# Work to complete:
Scan the records below for the line with "of the cloudy" and the line with "of the pedestrian", and retype that range exactly, both ends included, pictures excepted.

# Raw data:
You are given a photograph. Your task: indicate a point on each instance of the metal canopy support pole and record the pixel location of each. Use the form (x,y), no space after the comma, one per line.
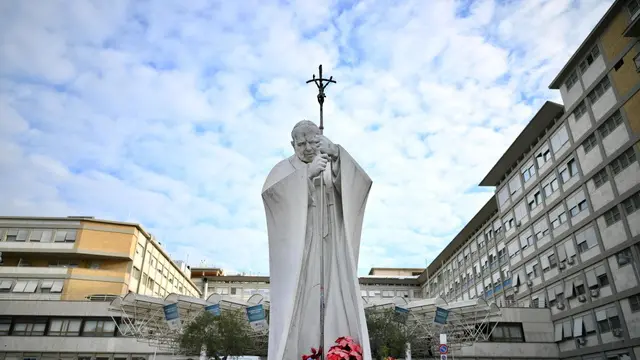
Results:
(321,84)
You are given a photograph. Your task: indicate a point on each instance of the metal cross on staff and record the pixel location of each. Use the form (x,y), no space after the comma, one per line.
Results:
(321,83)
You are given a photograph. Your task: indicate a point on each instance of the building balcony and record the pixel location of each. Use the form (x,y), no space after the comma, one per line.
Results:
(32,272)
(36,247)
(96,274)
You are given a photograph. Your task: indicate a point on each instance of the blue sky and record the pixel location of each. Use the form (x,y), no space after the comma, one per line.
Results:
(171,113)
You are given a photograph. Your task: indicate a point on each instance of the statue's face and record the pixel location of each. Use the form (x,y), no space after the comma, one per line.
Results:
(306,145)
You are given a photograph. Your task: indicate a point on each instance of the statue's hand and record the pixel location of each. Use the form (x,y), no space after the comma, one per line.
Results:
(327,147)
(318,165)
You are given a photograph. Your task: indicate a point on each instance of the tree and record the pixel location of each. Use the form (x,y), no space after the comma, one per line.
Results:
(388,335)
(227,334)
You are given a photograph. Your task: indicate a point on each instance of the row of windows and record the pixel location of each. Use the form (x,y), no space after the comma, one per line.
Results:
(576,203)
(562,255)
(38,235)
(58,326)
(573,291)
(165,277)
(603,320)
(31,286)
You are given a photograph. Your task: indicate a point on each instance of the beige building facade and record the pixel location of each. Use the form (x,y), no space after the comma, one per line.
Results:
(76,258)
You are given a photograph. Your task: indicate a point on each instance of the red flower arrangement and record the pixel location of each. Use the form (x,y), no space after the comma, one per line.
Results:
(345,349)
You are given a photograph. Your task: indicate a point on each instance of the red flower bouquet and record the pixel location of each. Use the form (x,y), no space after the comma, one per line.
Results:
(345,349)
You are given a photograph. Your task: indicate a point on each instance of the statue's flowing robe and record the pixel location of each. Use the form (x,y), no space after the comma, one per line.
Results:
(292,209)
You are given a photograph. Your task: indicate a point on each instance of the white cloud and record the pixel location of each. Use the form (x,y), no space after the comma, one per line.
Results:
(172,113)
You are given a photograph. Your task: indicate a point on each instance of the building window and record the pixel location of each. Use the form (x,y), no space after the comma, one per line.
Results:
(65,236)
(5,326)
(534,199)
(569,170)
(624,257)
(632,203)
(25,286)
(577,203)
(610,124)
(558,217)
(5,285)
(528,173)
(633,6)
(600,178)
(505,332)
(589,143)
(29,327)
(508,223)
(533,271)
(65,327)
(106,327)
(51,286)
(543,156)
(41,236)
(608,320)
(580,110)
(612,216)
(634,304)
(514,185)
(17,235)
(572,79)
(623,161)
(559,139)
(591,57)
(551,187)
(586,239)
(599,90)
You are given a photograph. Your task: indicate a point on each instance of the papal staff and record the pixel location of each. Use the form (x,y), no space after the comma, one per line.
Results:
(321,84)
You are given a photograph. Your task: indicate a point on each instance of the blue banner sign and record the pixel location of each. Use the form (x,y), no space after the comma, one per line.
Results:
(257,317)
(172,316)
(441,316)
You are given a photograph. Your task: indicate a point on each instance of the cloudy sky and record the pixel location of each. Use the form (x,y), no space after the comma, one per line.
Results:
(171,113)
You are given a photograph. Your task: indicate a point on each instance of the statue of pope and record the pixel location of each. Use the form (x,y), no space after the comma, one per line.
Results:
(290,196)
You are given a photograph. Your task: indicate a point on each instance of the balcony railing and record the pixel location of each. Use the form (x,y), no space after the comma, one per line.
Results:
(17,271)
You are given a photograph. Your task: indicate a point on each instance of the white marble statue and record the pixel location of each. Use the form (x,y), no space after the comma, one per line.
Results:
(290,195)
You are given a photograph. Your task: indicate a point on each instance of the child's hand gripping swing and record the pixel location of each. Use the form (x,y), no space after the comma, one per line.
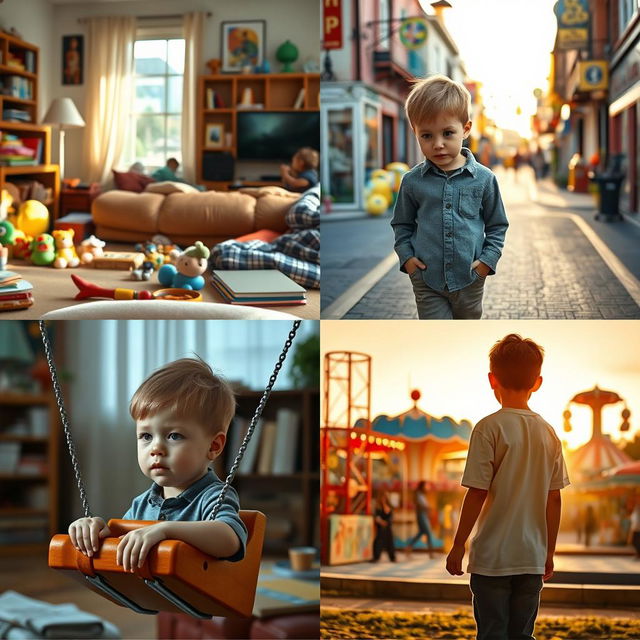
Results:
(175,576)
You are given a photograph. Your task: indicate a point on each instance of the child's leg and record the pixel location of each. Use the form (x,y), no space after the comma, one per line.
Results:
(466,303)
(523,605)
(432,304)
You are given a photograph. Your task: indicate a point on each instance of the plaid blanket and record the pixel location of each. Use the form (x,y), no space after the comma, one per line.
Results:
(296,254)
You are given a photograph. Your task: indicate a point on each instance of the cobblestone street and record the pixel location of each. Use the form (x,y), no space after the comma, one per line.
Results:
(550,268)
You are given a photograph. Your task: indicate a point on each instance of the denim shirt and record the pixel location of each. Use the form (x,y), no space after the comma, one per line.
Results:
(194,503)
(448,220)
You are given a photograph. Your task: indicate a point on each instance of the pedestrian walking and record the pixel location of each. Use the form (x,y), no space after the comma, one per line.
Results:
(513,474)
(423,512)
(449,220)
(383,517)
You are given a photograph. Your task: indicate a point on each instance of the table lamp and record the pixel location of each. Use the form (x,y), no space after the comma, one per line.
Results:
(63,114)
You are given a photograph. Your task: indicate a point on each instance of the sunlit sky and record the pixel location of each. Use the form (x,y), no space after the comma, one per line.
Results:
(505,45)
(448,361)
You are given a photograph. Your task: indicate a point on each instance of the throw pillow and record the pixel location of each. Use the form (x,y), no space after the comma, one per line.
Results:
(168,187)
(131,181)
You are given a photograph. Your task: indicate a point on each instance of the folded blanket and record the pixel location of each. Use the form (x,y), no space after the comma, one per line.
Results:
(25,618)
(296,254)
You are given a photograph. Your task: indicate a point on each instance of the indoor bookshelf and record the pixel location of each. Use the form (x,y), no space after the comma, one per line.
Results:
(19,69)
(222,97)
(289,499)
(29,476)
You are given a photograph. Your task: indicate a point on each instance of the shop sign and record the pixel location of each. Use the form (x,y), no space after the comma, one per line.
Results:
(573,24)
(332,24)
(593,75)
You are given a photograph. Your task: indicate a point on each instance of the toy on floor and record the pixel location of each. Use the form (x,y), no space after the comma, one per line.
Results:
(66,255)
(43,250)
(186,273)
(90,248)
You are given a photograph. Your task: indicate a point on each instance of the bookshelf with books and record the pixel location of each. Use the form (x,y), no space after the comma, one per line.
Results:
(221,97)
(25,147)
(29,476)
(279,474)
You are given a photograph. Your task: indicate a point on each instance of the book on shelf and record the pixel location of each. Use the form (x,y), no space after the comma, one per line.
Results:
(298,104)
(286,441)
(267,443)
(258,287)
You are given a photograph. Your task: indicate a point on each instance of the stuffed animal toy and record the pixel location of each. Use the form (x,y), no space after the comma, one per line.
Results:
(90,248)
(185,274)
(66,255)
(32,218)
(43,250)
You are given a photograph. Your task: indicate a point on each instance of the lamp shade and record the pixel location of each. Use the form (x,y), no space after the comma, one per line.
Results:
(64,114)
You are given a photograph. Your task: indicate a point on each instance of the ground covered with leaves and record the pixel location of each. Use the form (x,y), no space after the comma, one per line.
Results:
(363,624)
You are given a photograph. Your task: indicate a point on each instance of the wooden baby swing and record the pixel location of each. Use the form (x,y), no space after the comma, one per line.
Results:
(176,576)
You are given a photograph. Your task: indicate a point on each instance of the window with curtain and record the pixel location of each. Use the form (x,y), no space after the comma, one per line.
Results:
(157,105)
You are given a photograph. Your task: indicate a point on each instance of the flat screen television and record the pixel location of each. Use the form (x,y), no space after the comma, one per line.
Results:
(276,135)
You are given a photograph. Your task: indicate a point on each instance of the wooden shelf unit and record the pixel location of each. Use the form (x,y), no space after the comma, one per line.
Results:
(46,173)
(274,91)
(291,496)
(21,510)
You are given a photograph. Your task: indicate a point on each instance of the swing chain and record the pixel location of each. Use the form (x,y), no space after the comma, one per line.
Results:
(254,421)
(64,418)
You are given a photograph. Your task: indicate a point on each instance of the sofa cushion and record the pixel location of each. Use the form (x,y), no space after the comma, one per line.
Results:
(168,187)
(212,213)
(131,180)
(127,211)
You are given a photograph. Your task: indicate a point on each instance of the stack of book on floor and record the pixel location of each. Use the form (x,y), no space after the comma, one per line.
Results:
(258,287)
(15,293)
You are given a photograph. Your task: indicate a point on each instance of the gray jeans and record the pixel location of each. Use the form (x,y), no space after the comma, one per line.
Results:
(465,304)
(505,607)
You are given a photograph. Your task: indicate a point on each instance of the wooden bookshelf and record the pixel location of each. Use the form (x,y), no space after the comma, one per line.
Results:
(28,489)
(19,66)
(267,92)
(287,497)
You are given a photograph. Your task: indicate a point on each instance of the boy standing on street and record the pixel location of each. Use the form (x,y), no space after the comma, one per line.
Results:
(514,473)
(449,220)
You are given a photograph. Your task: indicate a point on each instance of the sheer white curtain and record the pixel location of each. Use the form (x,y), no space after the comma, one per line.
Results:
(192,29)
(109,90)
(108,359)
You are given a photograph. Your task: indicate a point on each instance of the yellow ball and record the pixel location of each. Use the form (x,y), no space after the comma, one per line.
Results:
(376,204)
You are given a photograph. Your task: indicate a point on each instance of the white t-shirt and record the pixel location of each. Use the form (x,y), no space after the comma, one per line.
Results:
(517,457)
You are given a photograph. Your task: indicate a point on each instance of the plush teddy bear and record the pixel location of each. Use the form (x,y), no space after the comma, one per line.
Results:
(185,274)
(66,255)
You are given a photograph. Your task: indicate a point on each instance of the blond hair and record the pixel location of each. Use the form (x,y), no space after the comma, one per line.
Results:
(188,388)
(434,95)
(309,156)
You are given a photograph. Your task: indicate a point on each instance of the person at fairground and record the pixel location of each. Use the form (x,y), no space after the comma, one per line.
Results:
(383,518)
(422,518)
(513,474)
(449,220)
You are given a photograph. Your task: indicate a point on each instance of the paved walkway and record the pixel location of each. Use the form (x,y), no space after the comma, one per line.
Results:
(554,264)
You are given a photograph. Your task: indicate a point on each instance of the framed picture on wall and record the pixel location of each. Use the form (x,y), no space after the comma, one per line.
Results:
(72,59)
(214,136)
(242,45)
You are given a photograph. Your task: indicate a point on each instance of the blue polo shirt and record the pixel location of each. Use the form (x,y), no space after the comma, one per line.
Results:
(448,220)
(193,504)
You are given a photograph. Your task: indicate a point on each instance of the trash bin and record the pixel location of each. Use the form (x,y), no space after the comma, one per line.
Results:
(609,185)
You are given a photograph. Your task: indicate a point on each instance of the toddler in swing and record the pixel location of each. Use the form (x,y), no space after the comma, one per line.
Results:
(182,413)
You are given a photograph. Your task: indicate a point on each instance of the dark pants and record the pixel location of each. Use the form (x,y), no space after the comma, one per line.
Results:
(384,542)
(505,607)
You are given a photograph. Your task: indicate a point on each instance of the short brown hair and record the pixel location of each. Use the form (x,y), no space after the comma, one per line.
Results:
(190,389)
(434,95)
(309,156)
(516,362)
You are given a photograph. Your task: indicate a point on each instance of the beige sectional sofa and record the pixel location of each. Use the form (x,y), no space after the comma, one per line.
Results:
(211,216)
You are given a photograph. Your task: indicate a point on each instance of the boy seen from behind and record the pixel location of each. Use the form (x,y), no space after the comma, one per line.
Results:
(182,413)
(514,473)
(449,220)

# Task result:
You are given a photograph. Your task: indicate a point on each instance of the cloudy sky and record the pixel location of each. Use the form (x,y), no space after the comma, one per line.
Results:
(171,113)
You are given a photograph. Your task: indicate a point on each instance of the statue of pope and record the pixel location of each. Use the form (x,y), no space after the comma, one per line.
Results:
(290,196)
You are given a photograph. Your task: indicate a point on each instance of the balcony railing and record the pixel location of each. Use the form (x,y), no space after the comma, one per line.
Results:
(17,271)
You are given a photograph. Your task: indicate a point on each instance of the white marble statue and record the pixel location of each. Use the form (x,y), no space after the comma, one per line.
Results:
(290,195)
You are given a photograph. Your task: indicate a point on each instance of the child's hand gripping swing and record the pixel location of each. Use the form (x,y), no space after the comma, one per line.
Results:
(175,576)
You are given a photograph. Your task: indicate a point on each instance of the child's leg and record the pixel location of each. Use the form (x,y), no space after the comma, one per line.
Results:
(466,303)
(523,605)
(432,304)
You are given a photograph. Your task: indicate a point on each instance of the plaid blanket and record the pixel location of each. Use the form (x,y), no space after the comma, one per line.
Results:
(296,254)
You are given a photograph. Your task: indicate a point on each instance of the cobblestone street and record the pixel location of each. Use the form (x,y), no space after the comma, one per line.
Results:
(550,268)
You are given a photograph. Your task: indicate a point on each instance of the denim shirt and record the pixel location of each. Use the form (x,y), no space after the comma, one per line.
Results:
(194,503)
(448,220)
You are given a photograph. Your task: indicate a point on each instance of the pedestrian walking and record the pixel location of each. Use the form (x,y), no space after the comma, one per line.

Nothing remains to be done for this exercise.